_ÉNONCÉ 1_
D'après le texte sur l'orfèvrerie, quels objets, bien que souvent frappés en or ou en argent, ne peuvent pas être assimilés à l'orfèvrerie ?
_ÉNONCÉ 2_
Rédigez la suite du texte sur l'orfèvrerie en reprenant après sa dernière phrase.

_TEXTE FOURNI_
ORFÈVRERIE

La notion d'orfèvrerie ne peut se réduire à une définition simple. En effet, s'il est vrai que cet art est intimement lié au travail des métaux précieux, dont il sera nécessaire également de proposer une définition rigoureuse, il n'en est pas moins vrai que la seule présence de ces matériaux ne saurait constituer une définition absolue ; ainsi, les monnaies et médailles, souvent frappées en or ou en argent, ne peuvent-elles être assimilées à l'orfèvrerie. D'une manière générale sont considérées comme relevant de l'orfèvrerie diverses catégories d'objets métalliques, essentiellement en or ou en argent, destinés par nature à agrémenter certains aspects de la vie religieuse ou civile ; ainsi, objets de culte, ustensiles de table ou de toilette, accessoires de l'ameublement relèvent-ils fréquemment de l'orfèvrerie, même si des émaux, des perles et des pierres précieuses en complètent éventuellement la décoration. Si l'on se réfère au domaine de la parure, bijouterie ou joaillerie, où les métaux, bien que nécessaires techniquement, s'effacent derrière les gemmes, les frontières apparaîtront plus incertaines.

_DONNÉES_
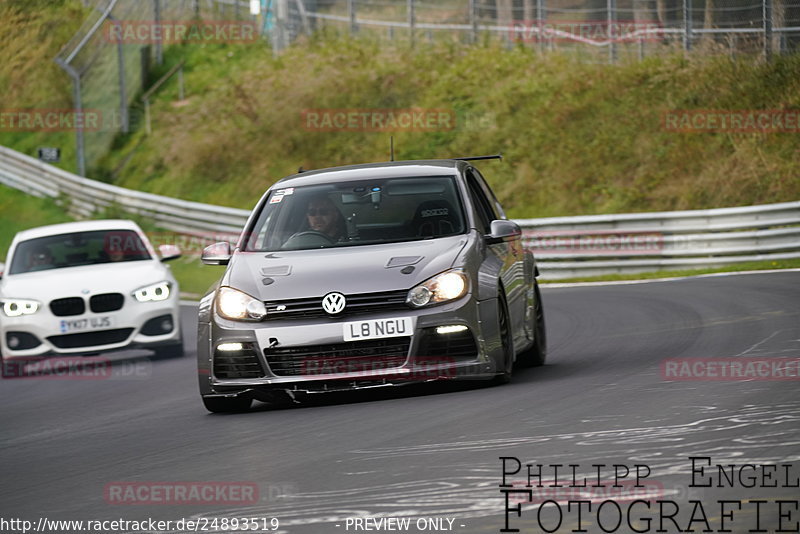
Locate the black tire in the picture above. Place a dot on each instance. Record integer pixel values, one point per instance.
(536, 355)
(227, 404)
(504, 330)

_RÉPONSE 1_
Les monnaies et les médailles.

_RÉPONSE 2_
Aucune civilisation ne semble avoir ignoré le travail des métaux précieux ; toutefois, cette apparente continuité ne doit pas masquer certains paradoxes ; ainsi, l'intrusion de métaux non précieux, tel le cuivre, dans des fabrications a priori réservées à l'or ou à l'argent, implique l'élargissement du domaine envisagé ; ce qui est fréquent à l'époque médiévale. Plus encore, dès le xviiie siècle, l'apparition du « plaqué », suivie au xixe siècle de l'invention des procédés galvanoplastiques, puis, au xxe siècle, de la diffusion des métaux industriels (acier inoxydable, aluminium, etc.) pourraient être considérées comme autant de raisons de souligner le caractère changeant de ce qu'il convient d'entendre par orfèvrerie. Il n'en demeure pas moins que, dans le domaine des arts décoratifs, si l'on se réfère au développement de l'art des métaux précieux tel qu'il s'observe en Europe à partir de l'époque gothique, dans le cadre juridique progressivement affirmé du système des corporations, l'étude de l'orfèvrerie se fera à l'intérieur de limites précises. Celles-ci seront fixées par un critère de matière : ne sont considérés comme métaux précieux que l'or et l'argent, parce qu'ils sont à la fois inaltérables, encore que cela ne soit tout à fait exact que pour l'or, et doués d'une ductilité exceptionnelle, grâce à laquelle ils peuvent être aisément travaillés à froid ; lorsque l'argent est doré (au feu), il prend le nom de vermeil.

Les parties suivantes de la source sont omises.